Quoted passage -
==========
In the case of Miller v. California, supra, the United States Supreme Court enunciated the minimal standards necessary for a constitutional obscenity statute. In so doing the Court stated as follows:
“The basic guidelines for the trier of fact must be: (a) whether 'the average person, applying contemporary community standards’ would find that the work, taken as a whole, appeals to the prurient interest, Kois v. Wisconsin, supra, 408 U.S. [229] at 230, [92 S.Ct. 2245 , at 2246]33 L.Ed.2d 312 (1972), quoting Roth v. United States, supra, 354 U.S., [476] at 489 [77 S.Ct. 1304 , at 1311]1 L.Ed.2d 1498 (1957), (b) whether the work depicts or describes, in a patently offensive way, sexual conduct specifically defined by the applicable state law, and (c) whether the work, taken as a whole, lacks serious literary, artistic, political, or scientific value.”
==========
Extracted material -
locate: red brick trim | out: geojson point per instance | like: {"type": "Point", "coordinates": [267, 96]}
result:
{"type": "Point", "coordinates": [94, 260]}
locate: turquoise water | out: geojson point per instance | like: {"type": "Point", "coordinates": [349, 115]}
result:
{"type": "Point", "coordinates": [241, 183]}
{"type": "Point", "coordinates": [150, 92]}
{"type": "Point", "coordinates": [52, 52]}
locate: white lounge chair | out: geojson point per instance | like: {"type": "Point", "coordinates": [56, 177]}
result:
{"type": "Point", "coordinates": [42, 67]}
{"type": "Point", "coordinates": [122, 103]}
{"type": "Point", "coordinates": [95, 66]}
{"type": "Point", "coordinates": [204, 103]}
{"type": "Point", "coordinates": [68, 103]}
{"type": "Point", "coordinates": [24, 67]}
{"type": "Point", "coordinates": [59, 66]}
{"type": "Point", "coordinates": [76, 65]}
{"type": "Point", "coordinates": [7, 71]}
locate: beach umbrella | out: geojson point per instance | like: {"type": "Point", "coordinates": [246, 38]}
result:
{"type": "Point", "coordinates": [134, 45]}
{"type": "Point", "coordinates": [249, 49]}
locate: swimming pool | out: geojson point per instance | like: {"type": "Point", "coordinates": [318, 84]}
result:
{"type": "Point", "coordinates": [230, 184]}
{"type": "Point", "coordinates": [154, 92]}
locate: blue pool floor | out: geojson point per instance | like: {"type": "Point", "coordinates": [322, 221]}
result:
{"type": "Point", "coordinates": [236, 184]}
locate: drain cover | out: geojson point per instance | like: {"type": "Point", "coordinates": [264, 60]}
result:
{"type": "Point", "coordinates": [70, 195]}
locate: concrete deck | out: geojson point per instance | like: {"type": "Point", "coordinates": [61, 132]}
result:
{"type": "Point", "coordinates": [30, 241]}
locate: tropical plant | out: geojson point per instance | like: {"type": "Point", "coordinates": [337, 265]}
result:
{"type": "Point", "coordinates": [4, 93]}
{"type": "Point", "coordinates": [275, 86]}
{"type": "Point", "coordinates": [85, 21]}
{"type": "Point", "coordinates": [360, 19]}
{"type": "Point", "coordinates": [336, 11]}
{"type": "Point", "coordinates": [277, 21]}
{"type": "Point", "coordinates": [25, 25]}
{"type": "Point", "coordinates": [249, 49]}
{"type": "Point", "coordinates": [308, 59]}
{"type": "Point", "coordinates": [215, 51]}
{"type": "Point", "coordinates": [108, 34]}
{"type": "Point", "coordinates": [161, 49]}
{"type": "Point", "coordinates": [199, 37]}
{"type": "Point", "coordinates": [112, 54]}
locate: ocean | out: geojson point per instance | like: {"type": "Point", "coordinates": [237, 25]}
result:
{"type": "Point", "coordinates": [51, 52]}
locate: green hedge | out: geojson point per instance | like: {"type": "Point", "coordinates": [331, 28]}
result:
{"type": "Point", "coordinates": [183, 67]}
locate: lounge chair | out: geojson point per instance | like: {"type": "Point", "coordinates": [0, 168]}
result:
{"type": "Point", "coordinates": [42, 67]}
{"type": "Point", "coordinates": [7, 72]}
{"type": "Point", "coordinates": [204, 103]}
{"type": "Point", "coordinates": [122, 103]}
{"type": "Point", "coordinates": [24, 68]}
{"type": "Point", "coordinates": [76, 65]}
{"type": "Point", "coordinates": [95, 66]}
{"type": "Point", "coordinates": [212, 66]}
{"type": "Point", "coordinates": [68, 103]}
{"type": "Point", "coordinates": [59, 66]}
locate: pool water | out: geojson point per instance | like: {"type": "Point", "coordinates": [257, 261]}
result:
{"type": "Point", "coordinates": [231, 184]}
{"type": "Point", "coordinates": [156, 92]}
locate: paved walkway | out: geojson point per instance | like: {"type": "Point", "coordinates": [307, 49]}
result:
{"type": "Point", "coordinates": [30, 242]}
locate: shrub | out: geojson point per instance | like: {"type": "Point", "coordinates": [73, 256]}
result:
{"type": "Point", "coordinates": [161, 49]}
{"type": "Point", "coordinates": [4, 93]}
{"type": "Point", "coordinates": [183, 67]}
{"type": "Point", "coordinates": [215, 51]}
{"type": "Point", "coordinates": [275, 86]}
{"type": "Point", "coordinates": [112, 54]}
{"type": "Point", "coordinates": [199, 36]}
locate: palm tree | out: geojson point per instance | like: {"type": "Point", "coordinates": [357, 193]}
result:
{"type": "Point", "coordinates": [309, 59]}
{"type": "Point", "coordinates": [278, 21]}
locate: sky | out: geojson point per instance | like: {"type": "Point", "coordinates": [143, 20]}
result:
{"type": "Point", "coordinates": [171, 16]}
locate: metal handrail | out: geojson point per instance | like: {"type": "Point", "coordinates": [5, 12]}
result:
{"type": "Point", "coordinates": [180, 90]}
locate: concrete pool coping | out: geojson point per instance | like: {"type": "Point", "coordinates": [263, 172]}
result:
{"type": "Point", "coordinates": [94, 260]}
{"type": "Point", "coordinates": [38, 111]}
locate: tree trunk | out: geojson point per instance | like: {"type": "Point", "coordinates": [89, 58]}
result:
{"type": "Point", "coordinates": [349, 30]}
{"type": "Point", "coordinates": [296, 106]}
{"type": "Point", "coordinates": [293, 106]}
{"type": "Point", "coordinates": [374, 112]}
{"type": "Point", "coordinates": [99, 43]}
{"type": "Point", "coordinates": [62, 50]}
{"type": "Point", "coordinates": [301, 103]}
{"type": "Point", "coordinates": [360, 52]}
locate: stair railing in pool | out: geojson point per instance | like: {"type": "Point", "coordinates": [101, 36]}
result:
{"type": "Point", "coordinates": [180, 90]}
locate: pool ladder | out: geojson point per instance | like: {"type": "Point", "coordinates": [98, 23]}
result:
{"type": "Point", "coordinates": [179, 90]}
==========
List of tasks -
• a. Decide whether each statement agrees with the passage on the Miller v. California obscenity standards, answering yes or no and quoting the words of the passage that settle it: (i) the prurient-interest test looks at the work taken as a whole; (ii) the sexual conduct in question must be defined by federal law; (iii) the Court set out maximum standards for an obscenity statute.
• b. Write a continuation of the passage on the Miller v. California obscenity standards, beginning after its closing quotation.
The data has no connection to the passage on the Miller v. California obscenity standards.

Answers by task -
• a.
(i) Yes: "would find that the work, taken as a whole, appeals to the prurient interest"
(ii) No: "sexual conduct specifically defined by the applicable state law"
(iii) No: "enunciated the minimal standards necessary for a constitutional obscenity statute"

• b.
In McCrary v. State, supra, we construed Miller v. California, supra, to allow us to apply saving construction to an obscenity statute. In viewing the above quoted section of the statutes, we conclude the language contained therein satisfactorily describes with sufficient detail the prohibited sexual conduct enunciated in (b) of the Miller requirements.
However, (a), (b) and (c) of the Miller requirements are not set forth literally within the language of that statute. We hereby construe § 1040.51 to include (a), (b) and (c) requirements to be incorporated within that statute and to be implied whenever that statutory language is to be applied. See McCrary, supra.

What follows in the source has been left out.